[start Text segment]

Bruce has made a career out of straddling that middle place. The place in between. The best I can do, when someone tells me they’re sorry that I’ve from New Jersey, is to respond, “you’re welcome for Bruce Springsteen.” I want to write. But what can I say that Bruce hasn’t already said first?
At times, I google my hometown. I check to see which famous people have risen from it. I check in hopes of one day seeing my name. I want to make my shit town proud. I want to put teeth in it that it dug in me. I want to raise it slightly, if only because in being raised there, I found the desire to leave– and the ambition to make it so.
There was a bar we would drive past on the way to my father’s called “Used to Be’s”, so named because it was always shutting down and reopening under new names. I wondered sometimes why anyone bothered. It was clear that no restaurant could withstand the winters without tourists, the competition of other greasy burgers and fries. But Used To Be’s remains, building on the idea of the past, even as that past goes nameless and forgotten.

[end Text segment]
[start Listed entries]

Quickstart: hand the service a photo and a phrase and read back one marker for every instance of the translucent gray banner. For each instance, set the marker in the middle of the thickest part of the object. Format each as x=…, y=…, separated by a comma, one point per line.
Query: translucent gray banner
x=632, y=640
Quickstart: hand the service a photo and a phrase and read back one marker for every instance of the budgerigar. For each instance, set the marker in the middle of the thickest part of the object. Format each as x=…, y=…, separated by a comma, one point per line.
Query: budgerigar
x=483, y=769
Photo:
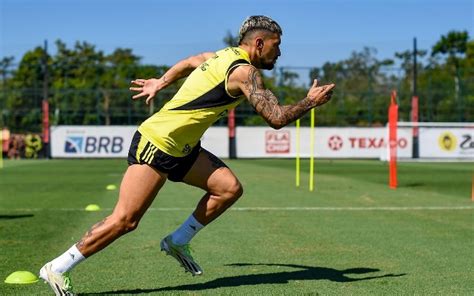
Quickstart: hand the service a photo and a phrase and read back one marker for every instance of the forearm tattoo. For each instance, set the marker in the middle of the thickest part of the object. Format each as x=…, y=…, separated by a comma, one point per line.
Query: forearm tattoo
x=266, y=104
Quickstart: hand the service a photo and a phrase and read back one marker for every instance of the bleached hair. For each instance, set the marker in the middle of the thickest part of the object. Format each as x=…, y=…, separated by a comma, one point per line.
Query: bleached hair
x=258, y=22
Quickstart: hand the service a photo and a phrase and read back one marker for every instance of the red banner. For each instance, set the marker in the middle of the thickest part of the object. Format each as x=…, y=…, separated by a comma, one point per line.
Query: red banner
x=392, y=125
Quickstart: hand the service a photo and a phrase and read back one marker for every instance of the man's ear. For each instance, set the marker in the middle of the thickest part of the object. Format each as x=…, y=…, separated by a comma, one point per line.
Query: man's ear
x=259, y=42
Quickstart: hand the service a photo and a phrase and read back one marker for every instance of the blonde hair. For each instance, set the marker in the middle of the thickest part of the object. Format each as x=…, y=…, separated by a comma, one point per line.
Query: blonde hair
x=258, y=22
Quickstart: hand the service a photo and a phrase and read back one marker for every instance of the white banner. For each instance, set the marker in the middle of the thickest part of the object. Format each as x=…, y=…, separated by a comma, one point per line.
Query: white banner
x=114, y=141
x=91, y=141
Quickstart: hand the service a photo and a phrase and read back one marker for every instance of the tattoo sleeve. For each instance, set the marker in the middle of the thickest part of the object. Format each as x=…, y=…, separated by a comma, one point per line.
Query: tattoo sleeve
x=266, y=104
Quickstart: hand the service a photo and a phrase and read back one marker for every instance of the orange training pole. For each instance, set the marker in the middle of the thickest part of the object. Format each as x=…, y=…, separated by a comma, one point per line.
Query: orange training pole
x=392, y=125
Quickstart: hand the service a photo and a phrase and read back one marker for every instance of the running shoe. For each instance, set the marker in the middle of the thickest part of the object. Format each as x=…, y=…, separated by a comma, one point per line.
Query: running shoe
x=60, y=283
x=182, y=254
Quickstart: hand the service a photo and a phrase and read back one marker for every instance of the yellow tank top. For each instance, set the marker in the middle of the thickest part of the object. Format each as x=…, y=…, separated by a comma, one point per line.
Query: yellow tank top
x=201, y=101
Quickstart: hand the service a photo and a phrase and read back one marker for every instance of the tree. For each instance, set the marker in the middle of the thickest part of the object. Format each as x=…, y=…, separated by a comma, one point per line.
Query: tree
x=454, y=45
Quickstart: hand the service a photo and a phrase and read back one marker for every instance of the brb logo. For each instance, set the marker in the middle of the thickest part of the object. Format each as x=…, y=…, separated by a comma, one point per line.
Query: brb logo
x=93, y=144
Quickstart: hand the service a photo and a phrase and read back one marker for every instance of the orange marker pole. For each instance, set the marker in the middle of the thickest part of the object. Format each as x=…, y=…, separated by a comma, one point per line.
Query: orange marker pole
x=392, y=126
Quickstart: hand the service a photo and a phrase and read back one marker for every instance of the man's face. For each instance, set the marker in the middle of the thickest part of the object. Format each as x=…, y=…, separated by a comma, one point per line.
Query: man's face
x=270, y=51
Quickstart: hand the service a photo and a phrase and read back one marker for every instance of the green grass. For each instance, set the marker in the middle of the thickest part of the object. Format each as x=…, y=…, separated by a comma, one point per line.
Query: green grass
x=351, y=236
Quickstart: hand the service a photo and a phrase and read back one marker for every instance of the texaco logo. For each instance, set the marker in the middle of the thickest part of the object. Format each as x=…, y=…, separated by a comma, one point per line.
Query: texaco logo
x=335, y=143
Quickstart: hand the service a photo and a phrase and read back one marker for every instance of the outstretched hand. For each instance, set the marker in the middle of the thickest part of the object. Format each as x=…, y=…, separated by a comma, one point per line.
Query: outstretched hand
x=145, y=87
x=320, y=94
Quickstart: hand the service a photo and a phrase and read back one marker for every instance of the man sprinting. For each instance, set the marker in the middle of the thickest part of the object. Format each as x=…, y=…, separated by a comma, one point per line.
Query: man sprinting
x=167, y=145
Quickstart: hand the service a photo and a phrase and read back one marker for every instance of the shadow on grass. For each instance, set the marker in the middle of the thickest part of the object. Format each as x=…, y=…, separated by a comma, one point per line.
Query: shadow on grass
x=9, y=217
x=283, y=277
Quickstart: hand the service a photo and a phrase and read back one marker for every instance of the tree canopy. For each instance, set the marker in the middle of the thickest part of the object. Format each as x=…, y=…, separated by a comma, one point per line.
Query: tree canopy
x=86, y=86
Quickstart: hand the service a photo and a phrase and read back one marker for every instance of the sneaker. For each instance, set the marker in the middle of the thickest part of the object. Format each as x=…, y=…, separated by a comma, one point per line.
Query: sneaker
x=60, y=283
x=182, y=254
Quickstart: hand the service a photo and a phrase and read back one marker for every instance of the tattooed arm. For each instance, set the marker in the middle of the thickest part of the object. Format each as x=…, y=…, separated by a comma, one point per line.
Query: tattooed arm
x=250, y=82
x=150, y=87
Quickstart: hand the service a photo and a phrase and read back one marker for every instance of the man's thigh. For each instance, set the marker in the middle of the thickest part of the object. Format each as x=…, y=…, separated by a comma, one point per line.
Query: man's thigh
x=210, y=173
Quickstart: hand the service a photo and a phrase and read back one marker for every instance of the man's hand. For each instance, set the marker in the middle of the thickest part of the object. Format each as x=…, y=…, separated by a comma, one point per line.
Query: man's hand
x=320, y=95
x=147, y=87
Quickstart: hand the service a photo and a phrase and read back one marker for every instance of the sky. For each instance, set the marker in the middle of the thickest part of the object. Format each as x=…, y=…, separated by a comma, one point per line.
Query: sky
x=163, y=32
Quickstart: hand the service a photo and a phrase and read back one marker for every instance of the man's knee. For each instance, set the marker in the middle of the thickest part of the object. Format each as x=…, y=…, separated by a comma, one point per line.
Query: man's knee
x=233, y=190
x=125, y=223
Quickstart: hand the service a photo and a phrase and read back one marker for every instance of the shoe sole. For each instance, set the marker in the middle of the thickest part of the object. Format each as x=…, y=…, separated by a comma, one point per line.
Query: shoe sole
x=56, y=289
x=188, y=265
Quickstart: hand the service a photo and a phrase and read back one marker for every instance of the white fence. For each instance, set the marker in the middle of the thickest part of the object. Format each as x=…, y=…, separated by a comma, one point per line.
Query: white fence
x=261, y=142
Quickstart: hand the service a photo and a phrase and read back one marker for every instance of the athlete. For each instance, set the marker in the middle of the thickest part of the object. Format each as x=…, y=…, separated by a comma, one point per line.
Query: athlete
x=167, y=145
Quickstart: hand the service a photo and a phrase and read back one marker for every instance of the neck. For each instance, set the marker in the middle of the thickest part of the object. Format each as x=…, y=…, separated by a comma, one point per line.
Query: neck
x=252, y=52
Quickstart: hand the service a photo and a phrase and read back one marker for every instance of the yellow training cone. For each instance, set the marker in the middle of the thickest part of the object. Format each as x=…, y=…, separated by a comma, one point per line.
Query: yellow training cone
x=111, y=187
x=92, y=208
x=21, y=277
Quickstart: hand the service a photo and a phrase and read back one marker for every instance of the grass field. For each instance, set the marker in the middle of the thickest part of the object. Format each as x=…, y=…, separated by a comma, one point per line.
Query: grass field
x=351, y=236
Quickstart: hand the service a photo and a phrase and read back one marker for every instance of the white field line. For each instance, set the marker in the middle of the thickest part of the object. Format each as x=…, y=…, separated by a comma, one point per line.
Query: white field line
x=248, y=209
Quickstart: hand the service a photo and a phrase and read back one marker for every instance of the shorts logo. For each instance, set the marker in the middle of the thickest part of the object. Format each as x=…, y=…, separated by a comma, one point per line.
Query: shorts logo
x=186, y=149
x=74, y=144
x=447, y=141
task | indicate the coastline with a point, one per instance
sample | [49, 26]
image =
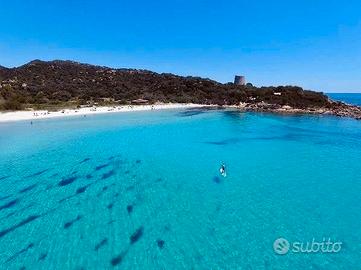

[end Listed entries]

- **Problem requirements**: Quote the passage about growing up in New Jersey in full, word for word.

- **Final result**:
Bruce has made a career out of straddling that middle place. The place in between. The best I can do, when someone tells me they’re sorry that I’ve from New Jersey, is to respond, “you’re welcome for Bruce Springsteen.” I want to write. But what can I say that Bruce hasn’t already said first?
At times, I google my hometown. I check to see which famous people have risen from it. I check in hopes of one day seeing my name. I want to make my shit town proud. I want to put teeth in it that it dug in me. I want to raise it slightly, if only because in being raised there, I found the desire to leave– and the ambition to make it so.
There was a bar we would drive past on the way to my father’s called “Used to Be’s”, so named because it was always shutting down and reopening under new names. I wondered sometimes why anyone bothered. It was clear that no restaurant could withstand the winters without tourists, the competition of other greasy burgers and fries. But Used To Be’s remains, building on the idea of the past, even as that past goes nameless and forgotten.